Material to process below:
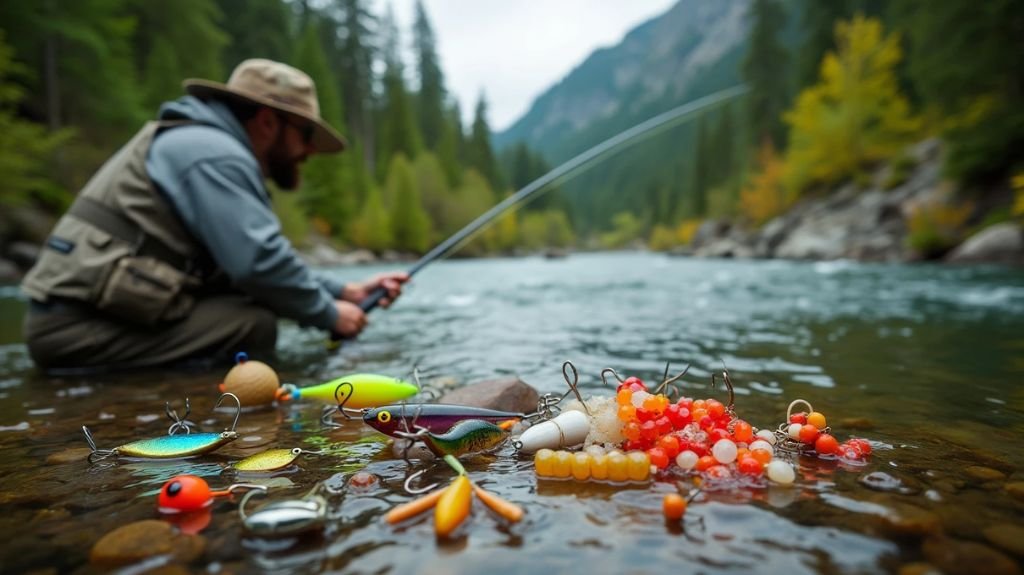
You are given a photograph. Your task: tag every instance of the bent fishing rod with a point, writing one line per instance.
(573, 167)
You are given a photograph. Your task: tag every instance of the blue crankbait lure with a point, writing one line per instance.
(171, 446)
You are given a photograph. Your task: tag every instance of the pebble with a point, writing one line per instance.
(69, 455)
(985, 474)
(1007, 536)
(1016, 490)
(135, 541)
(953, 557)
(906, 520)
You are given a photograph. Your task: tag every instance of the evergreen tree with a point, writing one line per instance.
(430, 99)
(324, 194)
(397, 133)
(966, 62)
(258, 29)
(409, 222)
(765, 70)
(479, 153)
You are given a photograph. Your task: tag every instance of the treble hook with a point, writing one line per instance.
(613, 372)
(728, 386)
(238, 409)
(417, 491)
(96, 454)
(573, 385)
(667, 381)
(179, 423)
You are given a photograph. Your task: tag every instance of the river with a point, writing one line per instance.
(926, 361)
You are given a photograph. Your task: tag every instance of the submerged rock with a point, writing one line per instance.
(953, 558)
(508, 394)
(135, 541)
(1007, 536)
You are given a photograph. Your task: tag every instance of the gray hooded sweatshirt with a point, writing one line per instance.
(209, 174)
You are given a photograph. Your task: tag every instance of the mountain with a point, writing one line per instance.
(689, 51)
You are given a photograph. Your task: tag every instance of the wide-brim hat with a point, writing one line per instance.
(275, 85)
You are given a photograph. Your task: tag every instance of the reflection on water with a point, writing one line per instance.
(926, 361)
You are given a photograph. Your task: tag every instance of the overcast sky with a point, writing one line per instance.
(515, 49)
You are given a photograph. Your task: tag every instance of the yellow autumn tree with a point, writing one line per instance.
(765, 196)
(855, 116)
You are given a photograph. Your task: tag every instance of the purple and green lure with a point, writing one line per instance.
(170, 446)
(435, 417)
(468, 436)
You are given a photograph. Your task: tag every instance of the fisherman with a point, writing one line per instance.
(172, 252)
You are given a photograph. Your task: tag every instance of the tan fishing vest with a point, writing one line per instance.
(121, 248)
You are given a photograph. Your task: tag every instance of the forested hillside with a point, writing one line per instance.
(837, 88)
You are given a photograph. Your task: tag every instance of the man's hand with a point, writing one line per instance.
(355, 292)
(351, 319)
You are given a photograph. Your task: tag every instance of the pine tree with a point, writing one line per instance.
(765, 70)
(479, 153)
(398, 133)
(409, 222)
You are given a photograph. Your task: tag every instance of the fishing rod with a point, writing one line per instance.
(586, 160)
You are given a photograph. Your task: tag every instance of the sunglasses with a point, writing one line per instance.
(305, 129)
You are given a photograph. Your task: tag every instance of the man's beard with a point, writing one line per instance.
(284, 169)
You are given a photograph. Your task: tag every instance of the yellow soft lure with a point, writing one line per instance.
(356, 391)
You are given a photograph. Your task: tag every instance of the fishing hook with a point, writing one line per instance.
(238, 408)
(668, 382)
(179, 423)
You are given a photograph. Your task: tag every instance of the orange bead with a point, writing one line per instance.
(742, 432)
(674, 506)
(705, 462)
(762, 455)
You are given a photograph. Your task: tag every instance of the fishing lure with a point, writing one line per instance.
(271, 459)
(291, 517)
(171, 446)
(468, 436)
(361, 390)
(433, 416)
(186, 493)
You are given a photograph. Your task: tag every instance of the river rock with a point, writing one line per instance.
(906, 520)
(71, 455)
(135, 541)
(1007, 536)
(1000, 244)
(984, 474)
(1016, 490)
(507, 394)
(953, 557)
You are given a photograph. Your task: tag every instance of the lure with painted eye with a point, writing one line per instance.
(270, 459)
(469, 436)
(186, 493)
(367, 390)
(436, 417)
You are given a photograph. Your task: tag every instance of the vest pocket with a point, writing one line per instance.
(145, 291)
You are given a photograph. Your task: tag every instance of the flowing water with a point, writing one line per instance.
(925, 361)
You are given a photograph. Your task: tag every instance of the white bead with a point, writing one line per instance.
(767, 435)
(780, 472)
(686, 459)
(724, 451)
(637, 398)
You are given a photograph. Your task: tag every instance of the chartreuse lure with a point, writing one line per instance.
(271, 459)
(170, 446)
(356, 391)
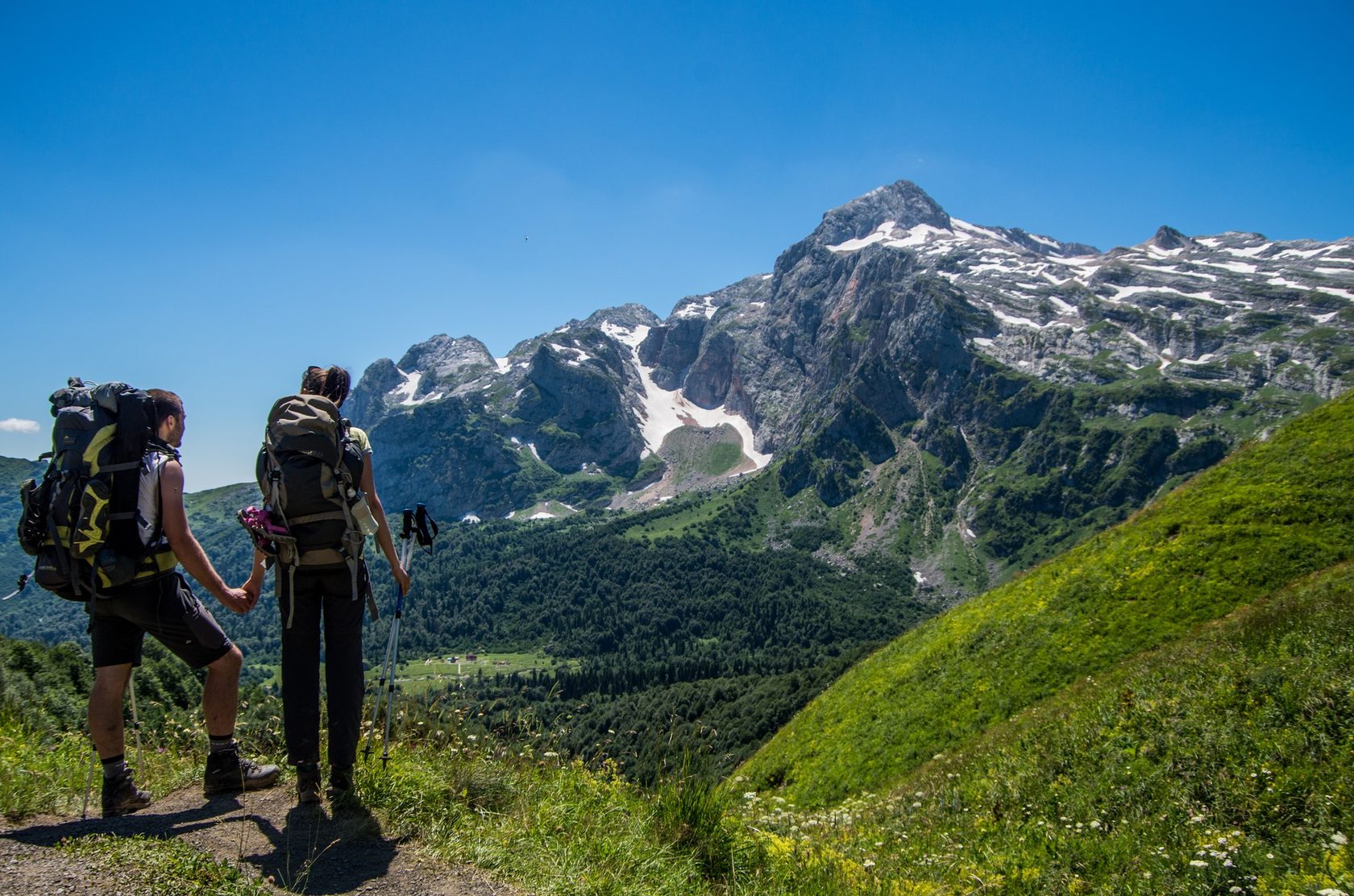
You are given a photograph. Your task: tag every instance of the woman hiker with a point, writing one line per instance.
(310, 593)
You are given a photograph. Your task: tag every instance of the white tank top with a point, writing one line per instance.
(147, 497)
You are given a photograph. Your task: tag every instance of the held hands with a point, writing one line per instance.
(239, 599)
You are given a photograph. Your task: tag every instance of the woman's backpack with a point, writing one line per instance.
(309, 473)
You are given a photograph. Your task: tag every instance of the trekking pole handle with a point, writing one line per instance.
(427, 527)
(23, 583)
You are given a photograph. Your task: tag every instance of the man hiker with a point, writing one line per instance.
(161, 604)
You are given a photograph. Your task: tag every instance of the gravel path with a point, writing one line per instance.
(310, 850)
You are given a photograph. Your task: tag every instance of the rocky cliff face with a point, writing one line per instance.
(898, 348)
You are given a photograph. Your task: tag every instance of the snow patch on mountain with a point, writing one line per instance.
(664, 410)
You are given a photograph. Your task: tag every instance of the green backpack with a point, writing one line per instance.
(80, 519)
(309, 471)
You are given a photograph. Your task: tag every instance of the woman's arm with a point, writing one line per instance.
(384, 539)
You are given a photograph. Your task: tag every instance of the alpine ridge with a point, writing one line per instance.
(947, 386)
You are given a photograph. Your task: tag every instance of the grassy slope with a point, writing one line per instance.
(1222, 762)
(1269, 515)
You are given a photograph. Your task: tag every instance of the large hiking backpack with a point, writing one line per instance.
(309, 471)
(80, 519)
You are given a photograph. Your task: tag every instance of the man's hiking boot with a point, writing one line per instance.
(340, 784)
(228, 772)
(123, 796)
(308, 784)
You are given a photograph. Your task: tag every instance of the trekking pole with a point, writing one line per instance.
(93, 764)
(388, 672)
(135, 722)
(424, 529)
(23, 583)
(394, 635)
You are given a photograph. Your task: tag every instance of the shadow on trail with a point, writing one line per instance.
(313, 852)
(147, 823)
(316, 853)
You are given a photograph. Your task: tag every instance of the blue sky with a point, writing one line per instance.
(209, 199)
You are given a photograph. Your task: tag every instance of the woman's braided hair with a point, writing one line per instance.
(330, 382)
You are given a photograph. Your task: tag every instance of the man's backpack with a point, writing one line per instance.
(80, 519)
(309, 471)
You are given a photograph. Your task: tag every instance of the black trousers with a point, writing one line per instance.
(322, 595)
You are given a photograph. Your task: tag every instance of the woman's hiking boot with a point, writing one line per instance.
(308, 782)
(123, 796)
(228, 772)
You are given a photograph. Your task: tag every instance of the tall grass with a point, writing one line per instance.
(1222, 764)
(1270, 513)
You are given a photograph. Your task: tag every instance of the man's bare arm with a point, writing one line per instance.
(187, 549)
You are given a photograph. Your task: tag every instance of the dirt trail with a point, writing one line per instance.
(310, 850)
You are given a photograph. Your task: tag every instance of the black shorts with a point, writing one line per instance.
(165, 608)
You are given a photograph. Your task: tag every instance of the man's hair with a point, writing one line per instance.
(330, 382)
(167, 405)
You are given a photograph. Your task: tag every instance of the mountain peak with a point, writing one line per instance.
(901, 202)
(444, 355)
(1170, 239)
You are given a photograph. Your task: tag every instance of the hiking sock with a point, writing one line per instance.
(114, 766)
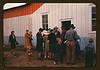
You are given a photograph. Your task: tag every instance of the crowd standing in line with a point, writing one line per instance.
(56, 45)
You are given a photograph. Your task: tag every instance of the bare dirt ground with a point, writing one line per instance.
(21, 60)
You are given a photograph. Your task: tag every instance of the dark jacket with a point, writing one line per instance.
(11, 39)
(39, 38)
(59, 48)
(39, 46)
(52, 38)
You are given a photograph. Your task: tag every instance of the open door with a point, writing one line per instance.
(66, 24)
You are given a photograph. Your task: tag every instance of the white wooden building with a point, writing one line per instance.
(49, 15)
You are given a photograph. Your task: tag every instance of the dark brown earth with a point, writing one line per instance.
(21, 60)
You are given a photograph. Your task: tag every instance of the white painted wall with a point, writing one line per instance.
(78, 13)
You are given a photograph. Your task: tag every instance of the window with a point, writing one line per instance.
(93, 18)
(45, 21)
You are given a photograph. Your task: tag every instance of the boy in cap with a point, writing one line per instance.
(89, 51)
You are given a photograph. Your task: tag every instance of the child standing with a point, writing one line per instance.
End of Material to process.
- [Task requirements] Give back the lines above exactly, from the one with "the white painted" through the last line.

- [Answer to this problem]
You are given a photograph. Your task: tag every instance of the white painted wall with a point, writing one line per instance.
(78, 13)
You are given a photograph. Your task: tag every instance of the window with a point, writing one line per instance.
(93, 18)
(45, 21)
You are given a photograph. Your task: tag every instance of the boy in cap with a point, writing one line per instance.
(89, 51)
You are given a photograph. Your task: tag every instance of the child standing with a point, writing one line per instance.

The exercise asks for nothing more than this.